# DIG skill — Monitoring best practices

Authoritative monitoring discipline for the
`physical-ai-defect-image-generation` skill. SKILL.md's "OSMO Monitoring"
section and the Response Template's **Monitoring** line point here.

**Load this file before any `osmo workflow submit`, `osmo workflow query`,
`osmo workflow logs`, or `osmo workflow cancel` action in this skill.**
Re-read it on the first such action of every new conversation. Do not
paraphrase these rules from memory.

## Rules

1. **Long-running workflows go to a subsession watcher.** Any DIG
   workflow expected to exceed **10 minutes** wall-clock (in practice:
   every flow in `assets/configs/`) MUST be
   handed off to a background **subsession watcher** the moment
   `osmo workflow submit` returns a workflow id. The watcher polls in
   isolation and reports back to the main agent **only on terminal state
   transition** (`SUCCEEDED` / `FAILED` / `CANCELED`) or on an explicit
   user follow-up. Do not block the main session on polling.

2. **Spawn the watcher as a background subagent and back it with a
   bounded scheduled poll as a cronjob.** The watcher is a **subagent / sub-session**
   launched through whatever spawning primitive the host harness
   provides (e.g. `Task` with a background subagent type, `sessions_spawn`,
   `claude code` subagent, OpenAI Codex / Agents SDK session, a detached
   shell session, or any equivalent). Whatever the primitive, it MUST:

   - run in the background, independent of the main session;
   - be scoped to a single OSMO workflow id;
   - report back to the main agent only on terminal state transitions
     (per Rule 1) or on explicit user follow-up;
   - own its own poll loop — the main session must not block on it.

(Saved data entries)
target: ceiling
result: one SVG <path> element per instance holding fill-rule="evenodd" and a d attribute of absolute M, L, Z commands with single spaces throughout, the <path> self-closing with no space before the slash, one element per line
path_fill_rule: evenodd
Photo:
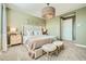
<path fill-rule="evenodd" d="M 46 3 L 9 3 L 7 5 L 10 9 L 16 9 L 38 17 L 41 17 L 42 8 L 47 7 Z M 86 7 L 86 3 L 50 3 L 50 7 L 56 8 L 56 15 L 61 15 Z"/>

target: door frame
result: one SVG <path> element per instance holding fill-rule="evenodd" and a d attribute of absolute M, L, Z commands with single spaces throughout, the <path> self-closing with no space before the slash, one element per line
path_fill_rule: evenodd
<path fill-rule="evenodd" d="M 60 40 L 63 40 L 62 39 L 62 20 L 67 20 L 67 18 L 72 18 L 72 40 L 76 40 L 76 34 L 75 34 L 75 29 L 76 29 L 76 26 L 75 26 L 75 15 L 73 16 L 67 16 L 67 17 L 63 17 L 61 16 L 60 17 Z"/>

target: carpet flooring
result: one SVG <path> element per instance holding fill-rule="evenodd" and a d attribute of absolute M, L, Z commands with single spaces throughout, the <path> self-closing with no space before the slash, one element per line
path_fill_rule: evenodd
<path fill-rule="evenodd" d="M 22 44 L 10 47 L 7 52 L 0 52 L 0 61 L 86 61 L 86 48 L 72 42 L 64 42 L 64 50 L 58 55 L 42 55 L 36 60 L 28 56 L 28 51 Z"/>

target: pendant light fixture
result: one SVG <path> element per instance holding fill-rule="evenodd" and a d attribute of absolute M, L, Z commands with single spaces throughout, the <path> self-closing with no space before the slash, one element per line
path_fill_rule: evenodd
<path fill-rule="evenodd" d="M 47 3 L 47 7 L 42 9 L 42 17 L 45 20 L 50 20 L 56 16 L 56 9 L 53 7 L 49 7 L 50 3 Z"/>

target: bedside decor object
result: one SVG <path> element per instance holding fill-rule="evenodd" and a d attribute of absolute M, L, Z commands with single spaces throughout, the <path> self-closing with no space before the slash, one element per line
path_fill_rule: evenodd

■ Instructions ■
- a) Condense the paragraph of the monitoring guide that begins "Load this file before any" into two short sentences, keeping its main facts.
- b) Quote the passage of the monitoring guide starting with "1. **Long-running workflows" and going on through "session on polling.".
The items have no connection to the monitoring guide.

■ Solution list ■
- a) Load this file before any `osmo workflow submit`, `osmo workflow query`, `osmo workflow logs`, or `osmo workflow cancel` action in this skill. Re-read it at the first such action in each new conversation, and never paraphrase its rules from memory.

- b)
1. **Long-running workflows go to a subsession watcher.** Any DIG
   workflow expected to exceed **10 minutes** wall-clock (in practice:
   every flow in `assets/configs/`) MUST be
   handed off to a background **subsession watcher** the moment
   `osmo workflow submit` returns a workflow id. The watcher polls in
   isolation and reports back to the main agent **only on terminal state
   transition** (`SUCCEEDED` / `FAILED` / `CANCELED`) or on an explicit
   user follow-up. Do not block the main session on polling.